**Text**:
- - - - -

Having thus accompanied my type to the borders of liberty, my task for
the present is over. The rest let him who reads prove for himself.
Obedience alone can convince. To convince without obedience I would take
no bootless labour; it would be but a gain for hell. If any man call
these things foolishness, his judgement is to me insignificant. If any
man say he is open to conviction, I answer him he can have none but on
the condition, by the means of obedience. If a man say, "The thing is
not interesting to me," I ask him, "Are you following your conscience?
By that, and not by the interest you take or do not take in a thing,
shall you be judged. Nor will anything be said to you, or of you, in
that day, whatever that day mean, of which your conscience will not
echo every syllable."
Oneness with God is the sole truth of humanity. Life parted from its
causative life would be no life; it would at best be but a barrack of
corruption, an outpost of annihilation. In proportion as the union is
incomplete, the derived life is imperfect. And no man can be one with
neighbour, child, dearest, except as he is one with his origin; and he
fails of his perfection so long as there is one being in the universe he
could not love.
Of all men he is bound to hold his face like a flint in witness of this
truth who owes everything that makes for eternal good, to the belief
that at the heart of things and causing them to be, at the centre of
monad, of world, of protoplastic mass, of loving dog, and of man most
cruel, is an absolute, perfect love; and that in the man Christ Jesus
this love is with us men to take us home. To nothing else do I for one
owe any grasp upon life. In this I see the setting right of all things.
To the man who believes in the Son of God, poetry returns in a mighty
wave; history unrolls itself in harmony; science shows crowned with its
own aureole of holiness. There is no enlivener of the imagination, no
enabler of the judgment, no strengthener of the intellect, to compare
with the belief in a live Ideal, at the heart of all personality, as of
every law. If there be no such live Ideal, then a falsehood can do more
for the race than the facts of its being; then an unreality is needful
for the development of the man in all that is real, in all that is in
the highest sense true; then falsehood is greater than fact, and an idol
necessary for lack of a God. They who deny cannot, in the nature of
things, know what they deny. When one sees a chaos begin to put on the
shape of an ordered world, he will hardly be persuaded it is by the
power of a foolish notion bred in a diseased fancy.
Let the man then who would rise to the height of his being, be persuaded
to test the Truth by the deed--the highest and only test that can be
applied to the loftiest of all assertions. To every man I say, "Do the
truth you know, and you shall learn the truth you need to know."

- - - - -

**Dataset entries**:

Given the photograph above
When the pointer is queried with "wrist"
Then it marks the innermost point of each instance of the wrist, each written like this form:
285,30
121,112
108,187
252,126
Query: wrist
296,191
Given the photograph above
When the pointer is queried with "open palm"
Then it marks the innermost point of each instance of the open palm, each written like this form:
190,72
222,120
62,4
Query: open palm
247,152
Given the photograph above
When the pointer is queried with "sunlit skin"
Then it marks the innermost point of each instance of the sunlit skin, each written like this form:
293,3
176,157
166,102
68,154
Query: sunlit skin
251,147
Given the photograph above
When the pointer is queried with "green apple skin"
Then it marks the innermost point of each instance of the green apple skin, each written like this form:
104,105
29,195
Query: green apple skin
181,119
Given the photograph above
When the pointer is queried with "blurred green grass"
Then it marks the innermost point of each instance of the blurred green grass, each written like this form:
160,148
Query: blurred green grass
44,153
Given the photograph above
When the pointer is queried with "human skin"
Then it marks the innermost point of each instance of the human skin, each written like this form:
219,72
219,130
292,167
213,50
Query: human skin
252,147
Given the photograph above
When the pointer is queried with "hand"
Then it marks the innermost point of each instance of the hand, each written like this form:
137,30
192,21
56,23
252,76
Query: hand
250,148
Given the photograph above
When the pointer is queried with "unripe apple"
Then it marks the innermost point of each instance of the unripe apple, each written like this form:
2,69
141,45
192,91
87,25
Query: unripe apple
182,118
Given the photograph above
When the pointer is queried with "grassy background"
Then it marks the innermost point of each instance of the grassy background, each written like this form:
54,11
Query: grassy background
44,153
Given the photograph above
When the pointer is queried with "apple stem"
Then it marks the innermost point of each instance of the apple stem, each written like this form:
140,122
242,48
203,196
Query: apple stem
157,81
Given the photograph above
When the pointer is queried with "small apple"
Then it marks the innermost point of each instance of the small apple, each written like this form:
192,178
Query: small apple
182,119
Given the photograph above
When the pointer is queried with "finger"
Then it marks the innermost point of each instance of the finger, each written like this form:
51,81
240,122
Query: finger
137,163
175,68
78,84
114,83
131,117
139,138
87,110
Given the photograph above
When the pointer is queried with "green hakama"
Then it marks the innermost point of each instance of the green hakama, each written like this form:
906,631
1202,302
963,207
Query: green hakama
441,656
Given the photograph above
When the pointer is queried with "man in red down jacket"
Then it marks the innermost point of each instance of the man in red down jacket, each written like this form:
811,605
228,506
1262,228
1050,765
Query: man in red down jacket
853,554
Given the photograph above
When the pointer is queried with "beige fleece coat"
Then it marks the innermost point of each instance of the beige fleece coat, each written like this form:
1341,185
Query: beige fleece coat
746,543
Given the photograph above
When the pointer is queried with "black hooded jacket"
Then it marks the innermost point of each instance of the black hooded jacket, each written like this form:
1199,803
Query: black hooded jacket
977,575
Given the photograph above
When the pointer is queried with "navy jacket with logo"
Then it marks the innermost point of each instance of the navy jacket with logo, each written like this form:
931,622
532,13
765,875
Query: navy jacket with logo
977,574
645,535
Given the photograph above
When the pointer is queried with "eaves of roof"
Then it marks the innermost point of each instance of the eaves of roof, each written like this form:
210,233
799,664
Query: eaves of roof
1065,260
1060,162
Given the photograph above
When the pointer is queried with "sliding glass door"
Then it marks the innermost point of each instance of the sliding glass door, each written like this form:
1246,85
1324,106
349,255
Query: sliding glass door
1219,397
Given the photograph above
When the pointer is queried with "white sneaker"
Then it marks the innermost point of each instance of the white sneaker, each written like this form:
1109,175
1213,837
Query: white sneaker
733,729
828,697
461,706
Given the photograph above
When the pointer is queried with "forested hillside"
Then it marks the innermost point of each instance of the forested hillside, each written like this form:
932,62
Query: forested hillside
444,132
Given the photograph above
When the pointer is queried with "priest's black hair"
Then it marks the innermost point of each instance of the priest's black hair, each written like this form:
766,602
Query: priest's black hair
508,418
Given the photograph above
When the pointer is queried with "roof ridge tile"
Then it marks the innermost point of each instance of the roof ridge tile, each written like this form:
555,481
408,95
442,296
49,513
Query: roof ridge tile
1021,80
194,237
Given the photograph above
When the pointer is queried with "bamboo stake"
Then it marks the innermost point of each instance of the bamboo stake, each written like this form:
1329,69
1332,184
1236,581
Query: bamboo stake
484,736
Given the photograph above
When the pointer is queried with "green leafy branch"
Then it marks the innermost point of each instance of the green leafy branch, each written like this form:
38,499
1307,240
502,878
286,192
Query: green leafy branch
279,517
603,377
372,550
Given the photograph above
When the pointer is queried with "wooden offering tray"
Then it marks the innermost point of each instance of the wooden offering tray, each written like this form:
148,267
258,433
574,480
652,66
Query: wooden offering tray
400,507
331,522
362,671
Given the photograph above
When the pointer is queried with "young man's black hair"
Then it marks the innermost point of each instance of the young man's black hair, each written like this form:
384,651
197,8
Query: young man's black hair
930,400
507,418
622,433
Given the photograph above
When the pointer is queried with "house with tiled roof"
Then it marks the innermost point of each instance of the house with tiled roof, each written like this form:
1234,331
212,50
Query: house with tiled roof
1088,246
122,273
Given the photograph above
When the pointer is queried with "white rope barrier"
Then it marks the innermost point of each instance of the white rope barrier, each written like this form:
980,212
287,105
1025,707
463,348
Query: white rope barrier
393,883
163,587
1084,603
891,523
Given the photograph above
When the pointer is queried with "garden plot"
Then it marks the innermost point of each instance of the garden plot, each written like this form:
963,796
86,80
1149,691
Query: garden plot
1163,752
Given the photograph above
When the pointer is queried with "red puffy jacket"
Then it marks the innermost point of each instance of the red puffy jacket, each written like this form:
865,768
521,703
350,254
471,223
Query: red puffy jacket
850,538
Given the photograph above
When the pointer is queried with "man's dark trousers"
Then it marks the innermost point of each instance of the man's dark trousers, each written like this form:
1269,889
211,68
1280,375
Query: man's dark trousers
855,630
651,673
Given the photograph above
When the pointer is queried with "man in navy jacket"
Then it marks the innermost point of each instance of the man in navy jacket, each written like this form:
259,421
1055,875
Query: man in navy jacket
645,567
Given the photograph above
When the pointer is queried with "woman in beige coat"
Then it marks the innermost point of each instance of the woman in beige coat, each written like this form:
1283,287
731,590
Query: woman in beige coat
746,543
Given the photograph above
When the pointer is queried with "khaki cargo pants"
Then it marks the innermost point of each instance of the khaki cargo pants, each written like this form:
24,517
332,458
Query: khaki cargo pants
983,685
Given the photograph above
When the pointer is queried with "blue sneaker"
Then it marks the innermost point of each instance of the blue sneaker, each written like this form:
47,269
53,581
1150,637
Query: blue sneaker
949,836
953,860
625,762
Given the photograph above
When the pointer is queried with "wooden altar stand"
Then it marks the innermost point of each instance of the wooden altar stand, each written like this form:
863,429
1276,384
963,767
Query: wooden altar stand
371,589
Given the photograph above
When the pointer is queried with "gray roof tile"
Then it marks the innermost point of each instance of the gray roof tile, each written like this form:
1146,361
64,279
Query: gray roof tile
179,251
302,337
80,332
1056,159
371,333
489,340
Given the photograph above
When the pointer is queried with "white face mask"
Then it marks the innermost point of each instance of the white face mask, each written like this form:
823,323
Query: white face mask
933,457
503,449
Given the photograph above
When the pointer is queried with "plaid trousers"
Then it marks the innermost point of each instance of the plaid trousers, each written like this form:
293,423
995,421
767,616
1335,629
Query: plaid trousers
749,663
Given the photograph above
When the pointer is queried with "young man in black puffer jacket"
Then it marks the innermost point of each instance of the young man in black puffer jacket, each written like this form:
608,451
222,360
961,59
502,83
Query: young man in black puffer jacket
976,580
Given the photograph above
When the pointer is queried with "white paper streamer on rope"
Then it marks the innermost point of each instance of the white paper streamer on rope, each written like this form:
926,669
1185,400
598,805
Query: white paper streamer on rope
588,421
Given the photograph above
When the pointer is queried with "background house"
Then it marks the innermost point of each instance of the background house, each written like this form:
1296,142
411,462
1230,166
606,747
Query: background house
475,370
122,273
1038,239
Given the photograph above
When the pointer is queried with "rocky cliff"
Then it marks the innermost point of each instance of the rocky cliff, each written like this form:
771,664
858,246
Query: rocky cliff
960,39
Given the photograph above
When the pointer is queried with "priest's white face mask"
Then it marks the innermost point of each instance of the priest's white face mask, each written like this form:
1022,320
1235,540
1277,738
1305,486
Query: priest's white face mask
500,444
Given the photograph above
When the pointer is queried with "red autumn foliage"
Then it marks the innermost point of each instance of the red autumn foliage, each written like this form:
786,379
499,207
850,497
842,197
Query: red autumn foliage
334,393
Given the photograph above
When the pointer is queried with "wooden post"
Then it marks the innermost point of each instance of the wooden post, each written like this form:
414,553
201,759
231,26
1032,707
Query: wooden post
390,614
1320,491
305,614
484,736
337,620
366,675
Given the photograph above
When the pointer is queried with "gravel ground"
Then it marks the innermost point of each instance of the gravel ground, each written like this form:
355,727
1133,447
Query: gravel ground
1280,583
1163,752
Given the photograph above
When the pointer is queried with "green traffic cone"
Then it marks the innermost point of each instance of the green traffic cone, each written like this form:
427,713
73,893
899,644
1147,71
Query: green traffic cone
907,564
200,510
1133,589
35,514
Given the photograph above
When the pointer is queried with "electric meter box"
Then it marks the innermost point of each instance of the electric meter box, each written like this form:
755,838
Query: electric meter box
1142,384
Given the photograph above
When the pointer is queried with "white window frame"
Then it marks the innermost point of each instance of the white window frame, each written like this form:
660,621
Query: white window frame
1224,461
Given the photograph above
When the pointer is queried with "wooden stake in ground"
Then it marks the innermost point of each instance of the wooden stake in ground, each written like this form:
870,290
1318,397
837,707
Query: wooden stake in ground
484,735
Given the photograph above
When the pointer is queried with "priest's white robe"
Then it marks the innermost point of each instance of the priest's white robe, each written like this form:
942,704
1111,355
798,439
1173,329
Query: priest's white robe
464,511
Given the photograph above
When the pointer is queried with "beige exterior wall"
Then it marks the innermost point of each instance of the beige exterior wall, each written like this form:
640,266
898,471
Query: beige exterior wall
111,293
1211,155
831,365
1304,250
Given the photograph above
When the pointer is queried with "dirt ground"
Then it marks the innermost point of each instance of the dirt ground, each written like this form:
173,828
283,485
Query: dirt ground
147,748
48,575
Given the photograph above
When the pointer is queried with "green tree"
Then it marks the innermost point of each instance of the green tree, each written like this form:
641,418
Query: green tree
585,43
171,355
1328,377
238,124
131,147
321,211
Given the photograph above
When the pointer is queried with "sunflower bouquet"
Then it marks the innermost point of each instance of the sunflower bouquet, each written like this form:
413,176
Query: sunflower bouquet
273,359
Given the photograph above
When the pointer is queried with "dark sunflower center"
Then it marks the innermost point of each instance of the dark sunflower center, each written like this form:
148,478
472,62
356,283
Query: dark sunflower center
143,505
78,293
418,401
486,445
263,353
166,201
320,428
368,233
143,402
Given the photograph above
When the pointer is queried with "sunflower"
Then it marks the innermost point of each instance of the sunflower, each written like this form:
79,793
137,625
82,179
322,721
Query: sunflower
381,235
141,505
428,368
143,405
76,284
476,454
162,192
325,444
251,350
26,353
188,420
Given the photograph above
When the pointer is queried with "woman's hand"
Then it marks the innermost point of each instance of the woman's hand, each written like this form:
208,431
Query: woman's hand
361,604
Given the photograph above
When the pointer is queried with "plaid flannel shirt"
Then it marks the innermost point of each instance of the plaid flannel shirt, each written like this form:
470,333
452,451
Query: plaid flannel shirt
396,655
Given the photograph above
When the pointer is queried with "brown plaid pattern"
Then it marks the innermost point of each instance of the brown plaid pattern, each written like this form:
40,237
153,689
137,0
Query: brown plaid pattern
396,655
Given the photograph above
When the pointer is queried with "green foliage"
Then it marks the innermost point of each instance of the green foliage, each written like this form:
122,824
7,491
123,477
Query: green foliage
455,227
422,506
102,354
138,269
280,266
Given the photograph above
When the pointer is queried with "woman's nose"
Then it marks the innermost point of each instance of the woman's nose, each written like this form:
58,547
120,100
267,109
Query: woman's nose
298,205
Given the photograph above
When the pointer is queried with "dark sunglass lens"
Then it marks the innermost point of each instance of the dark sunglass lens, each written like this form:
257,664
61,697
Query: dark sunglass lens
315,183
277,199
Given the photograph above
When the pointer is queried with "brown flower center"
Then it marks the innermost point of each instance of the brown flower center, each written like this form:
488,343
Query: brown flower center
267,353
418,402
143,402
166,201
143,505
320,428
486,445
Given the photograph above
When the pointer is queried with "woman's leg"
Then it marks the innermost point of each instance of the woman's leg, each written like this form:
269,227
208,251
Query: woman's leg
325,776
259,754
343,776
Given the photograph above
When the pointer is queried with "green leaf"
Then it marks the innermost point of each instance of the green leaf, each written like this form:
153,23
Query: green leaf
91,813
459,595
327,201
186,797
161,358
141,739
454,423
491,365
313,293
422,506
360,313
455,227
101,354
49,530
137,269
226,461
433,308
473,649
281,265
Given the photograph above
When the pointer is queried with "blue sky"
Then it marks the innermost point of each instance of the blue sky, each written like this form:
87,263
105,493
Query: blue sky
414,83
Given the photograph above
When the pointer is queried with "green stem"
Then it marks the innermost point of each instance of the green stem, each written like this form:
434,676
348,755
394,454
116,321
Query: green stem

- - - - -

**Tasks to perform**:
[a] What does the text call the sole truth of humanity?
[b] Reproduce everything in the text from "By that, and" down to "could not love.", without changes.

**Task-by-task results**:
[a] Oneness with God.

[b]
By that, and not by the interest you take or do not take in a thing,
shall you be judged. Nor will anything be said to you, or of you, in
that day, whatever that day mean, of which your conscience will not
echo every syllable."
Oneness with God is the sole truth of humanity. Life parted from its
causative life would be no life; it would at best be but a barrack of
corruption, an outpost of annihilation. In proportion as the union is
incomplete, the derived life is imperfect. And no man can be one with
neighbour, child, dearest, except as he is one with his origin; and he
fails of his perfection so long as there is one being in the universe he
could not love.